[RECORDS TO PROCESS]
[Begin]

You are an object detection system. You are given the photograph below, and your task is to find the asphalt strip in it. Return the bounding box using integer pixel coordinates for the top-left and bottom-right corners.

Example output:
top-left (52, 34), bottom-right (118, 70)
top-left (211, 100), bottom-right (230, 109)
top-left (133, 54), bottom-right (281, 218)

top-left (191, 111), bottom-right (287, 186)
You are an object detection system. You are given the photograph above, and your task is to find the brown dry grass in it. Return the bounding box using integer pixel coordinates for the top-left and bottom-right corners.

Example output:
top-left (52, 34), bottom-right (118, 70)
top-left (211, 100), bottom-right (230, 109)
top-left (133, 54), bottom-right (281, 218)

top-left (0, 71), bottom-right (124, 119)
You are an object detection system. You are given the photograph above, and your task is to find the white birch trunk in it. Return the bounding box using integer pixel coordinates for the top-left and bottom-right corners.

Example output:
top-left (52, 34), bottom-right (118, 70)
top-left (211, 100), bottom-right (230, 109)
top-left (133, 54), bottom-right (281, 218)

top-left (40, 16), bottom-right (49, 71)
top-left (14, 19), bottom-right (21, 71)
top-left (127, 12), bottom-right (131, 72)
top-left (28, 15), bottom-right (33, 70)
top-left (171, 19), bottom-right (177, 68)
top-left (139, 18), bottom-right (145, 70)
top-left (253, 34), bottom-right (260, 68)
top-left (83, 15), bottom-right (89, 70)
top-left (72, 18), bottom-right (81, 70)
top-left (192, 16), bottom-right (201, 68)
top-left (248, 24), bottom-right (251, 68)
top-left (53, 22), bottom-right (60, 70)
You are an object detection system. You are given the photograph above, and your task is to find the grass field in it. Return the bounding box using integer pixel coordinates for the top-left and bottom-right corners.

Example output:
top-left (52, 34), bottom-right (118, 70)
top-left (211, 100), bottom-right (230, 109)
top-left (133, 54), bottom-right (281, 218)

[End]
[Begin]

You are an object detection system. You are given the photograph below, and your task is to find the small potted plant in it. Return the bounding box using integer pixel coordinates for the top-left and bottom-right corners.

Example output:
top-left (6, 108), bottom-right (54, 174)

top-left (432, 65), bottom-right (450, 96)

[End]

[WHAT YOU ARE ASKED TO DO] Return the part of the material that opens with the line containing "find the asphalt" and closes with the line containing "top-left (0, 71), bottom-right (124, 119)" as a JSON list of strings, one string per line, including both of those lines and leaving out blank lines.

[THE COMPLETED TASK]
[
  "You are an object detection system. You are given the photograph below, and your task is to find the asphalt strip in it. Return the bounding box using integer pixel coordinates for the top-left and bottom-right corners.",
  "Example output:",
  "top-left (52, 34), bottom-right (118, 70)",
  "top-left (211, 100), bottom-right (230, 109)",
  "top-left (133, 54), bottom-right (281, 218)",
  "top-left (191, 111), bottom-right (287, 186)",
  "You are an object detection system. You are given the photograph above, and your task is to find the brown dry grass in it. Return the bounding box using integer pixel coordinates for the top-left and bottom-right corners.",
  "Example output:",
  "top-left (52, 34), bottom-right (118, 70)",
  "top-left (211, 100), bottom-right (230, 109)",
  "top-left (133, 54), bottom-right (281, 218)",
  "top-left (0, 71), bottom-right (124, 119)"
]